▶ _SOURCE EXTRACT_:

Weekend Highlights: England’s New Clothes
“Those guys are the ones that are desperate to play for England and I think Wayne is in that category. I don’t understand [the boos] but that seems to be the landscape and I have no idea how that’s expected to help him.”
Admire the cut of England’s new suit, ladies and gents. The sophistication of the marketing campaign. The memory of victories past; great moments captured in sepia footage that perpetuate a hunger for victory that most of us have never experienced first hand. Iconic towers suffused with glory so pungent they make your eyes water. Or maybe that’s just the stench of hubris.
I don’t want to be the kid who watches the elegant parade pass by from my dad’s shoulders, listens to the cheers and hoots of excitement, the shouts ushering in an entirely new era unblemished by failure, only to point at the subject of the clamor, wait until an appropriately quiet moment and shout “Gareth Southgate’s naked!”, but England? You leave me with no choice.
I’ve nothing against Southgate. A good company man, he’s nevertheless uncomfortable with the role thrust upon him. We know this because he apparently “made it understood [that he had] serious misgivings as to whether [the England job was] the right thing for him to do at this stage of his career,” at the end of June. Much gravy has passed under the bridge since that time, but even Cristiano Ronaldo would struggle to get sufficient spin on the ball to dip it under this bar.
Like England’s players, Southgate is merely a cipher through which the Football Association push their agenda. It’s not his fault, it’s not their fault, but they make mightily convenient blame carriers.
Not buying it? Take a moment to read the quote at the top of this piece again. Gareth Southgate made his debut for the England seniors in December 1995. He’s been in and around the England setup for 21 years, shared the (admittedly hollow) moments of glory and felt the full force of the media backlash reserved for when players are instrumental in orchestrating a nadir. Even if he’d spent the last 21 years suspended in a colourless gel when not playing or patrolling the touchline, it’s impossible to believe he ‘doesn’t understand’ why Wayne Rooney is being booed by fans.
I don’t advocate booing, but when form appears to have absolutely no bearing whatsoever on whether a player is fielded or not, to the point where his presence is actually having a negative effect on the ability of his colleagues to do their jobs, fans are going to react. It might be convenient to paint us as unruly flag wavers intent on spoiling whatever party comes to town (and god knows a minority make that easy) but most of us are intelligent enough to realise there is something more at work here.
Whether Rooney is first pick on the England team sheet because of his value to the kit sponsors, as has been posited by some, is not for me to say. I don’t have the insider knowledge or the contacts required to make such a statement but the Secret Footballer’s observations about the weight that third party or ‘360 deals’ carry and the figures involved make fascinating reading.

▶ _REQUIRED WORK_:
**A)** According to the England football article, when did Gareth Southgate make his debut for the England seniors?
**B)** Please carry on the England football article, starting after its last sentence.
The records aren't needed for anything here.

▶ _Region pointing records_:
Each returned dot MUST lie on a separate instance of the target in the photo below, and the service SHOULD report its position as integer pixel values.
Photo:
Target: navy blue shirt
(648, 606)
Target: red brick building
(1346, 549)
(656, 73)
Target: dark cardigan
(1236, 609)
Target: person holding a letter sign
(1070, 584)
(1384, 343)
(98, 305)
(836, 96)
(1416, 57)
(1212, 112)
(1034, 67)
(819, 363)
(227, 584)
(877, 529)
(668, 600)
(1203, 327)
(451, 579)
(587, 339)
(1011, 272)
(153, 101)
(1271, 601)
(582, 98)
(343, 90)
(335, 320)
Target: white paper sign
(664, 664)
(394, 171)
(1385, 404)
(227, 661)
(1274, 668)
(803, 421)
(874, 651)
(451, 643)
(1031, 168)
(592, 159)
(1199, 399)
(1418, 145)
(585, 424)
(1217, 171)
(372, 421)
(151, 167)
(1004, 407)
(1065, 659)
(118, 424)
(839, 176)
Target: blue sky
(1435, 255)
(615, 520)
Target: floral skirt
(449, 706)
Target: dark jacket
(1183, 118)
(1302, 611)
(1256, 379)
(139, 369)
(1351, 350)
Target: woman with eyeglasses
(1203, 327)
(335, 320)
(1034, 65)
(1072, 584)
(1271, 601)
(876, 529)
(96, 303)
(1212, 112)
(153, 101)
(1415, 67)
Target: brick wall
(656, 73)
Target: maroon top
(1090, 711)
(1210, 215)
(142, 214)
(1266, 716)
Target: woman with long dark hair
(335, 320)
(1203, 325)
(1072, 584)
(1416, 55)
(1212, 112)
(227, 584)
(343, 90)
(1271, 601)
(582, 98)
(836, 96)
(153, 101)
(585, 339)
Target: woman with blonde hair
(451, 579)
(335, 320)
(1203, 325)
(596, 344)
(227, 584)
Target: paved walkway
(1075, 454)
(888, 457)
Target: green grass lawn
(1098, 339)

▶ _ANSWER LIST_:
**A)** December 1995.

**B)**
What I can say with confidence is that something at the heart of English football is rotten and the stink is finally permeating through the shiny facade our national game projects. People can smell it. It’s everywhere. Ex-players occupying positions of power within the media and expressing disbelief that Ryan Giggs wasn’t chased down the street and pinned to the ground by Huw Jenkins is the same stench, just passed through a different filter. Ditto the Daily Mail faux facepalming its way through examples of apparently rampant homophobia among Premier League football managers while remaining firmly ‘homosceptic’, burbling under their breath about Adam and Steve like some revolting parody of a handsy uncle at a wedding.
When is end? How long are we going to tolerate people from the game pushing these damaging narratives, whether deliberately or because the golden goose has looked after them well and kicking it to death in public is tantamount to breaking omerta?
I would have less of a problem with their white, male, heterosexual, lucre attracting agenda if it worked. Chris Sutton’s plaintive cries of “Does Bob Bradley know the Premier League?” during BBC 5Live’s Monday Night Club last week would still irritate the hell out of me, but what could I say if ‘jobs for the boys’ resulted in success, trophies and fantastic, thrilling football?
But it doesn’t, does it? It results in an England manager being appointed, backing Rooney and departing by mutual consent after being filmed turning a sputtering torch on footballer’s shadier side and England 1-2 Iceland. At this point, Rooney is a symptom of a bigger, far more gruesome malaise. His being dropped for tomorrow’s game, which some press outlets are already discussing with fervour, will serve no purpose but to ramp up the optimistic chat around the hospital bed.
English football isn’t naked, like the Emperor in Hans Christian Anderson’s famous fable. It’s a rotting corpse being paraded through our streets. Another squirt of Febreze in its general direction will do nothing but distract those closest to it.